GIVEN TEXT:
Hmm... You are asking to the wrong one. Check the registration page, and you must remember that all translators are volunteer, so there is no schedule. Eternal Dreamer its who took over the volume, its up to him when he release the next part or the whole chapter. --Braiam 10:38, 8 May 2012 (CDT)

Dusk Taker is the avatar name. The author usually does not use an avatar name for the volume title. It might be close, but not the exact name which is in English. Xplorer30 - Talk 17:11, 2 September 2012 (CDT)

I'm doing the V8C1+2.--Kadi (talk) 17:40, 14 September 2012 (CDT)

Golden Time main page[edit]

Please refrain from changing the volume header lines for "Golden Time". Those must stay the way they are, as the links between the chapters use them. Whenever you click on "Main Page" from a chapter page, it takes you back to the section header for the volume of the moment. When you move the "Full Text" stuff onto that line, it breaks the links.

PROVIDED DATA:
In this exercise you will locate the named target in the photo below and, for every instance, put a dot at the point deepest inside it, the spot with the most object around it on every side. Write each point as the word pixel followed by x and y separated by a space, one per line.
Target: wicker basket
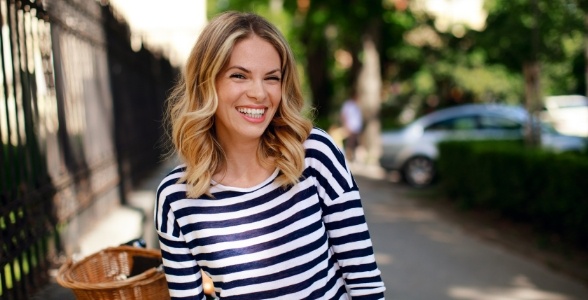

STATED EXERCISE: Reproduce the talk page word for word, from "Dusk Taker is" down to "breaks the links.". The material is separate from the talk page.

THE ANSWER:
Dusk Taker is the avatar name. The author usually does not use an avatar name for the volume title. It might be close, but not the exact name which is in English. Xplorer30 - Talk 17:11, 2 September 2012 (CDT)

I'm doing the V8C1+2.--Kadi (talk) 17:40, 14 September 2012 (CDT)

Golden Time main page[edit]

Please refrain from changing the volume header lines for "Golden Time". Those must stay the way they are, as the links between the chapters use them. Whenever you click on "Main Page" from a chapter page, it takes you back to the section header for the volume of the moment. When you move the "Full Text" stuff onto that line, it breaks the links.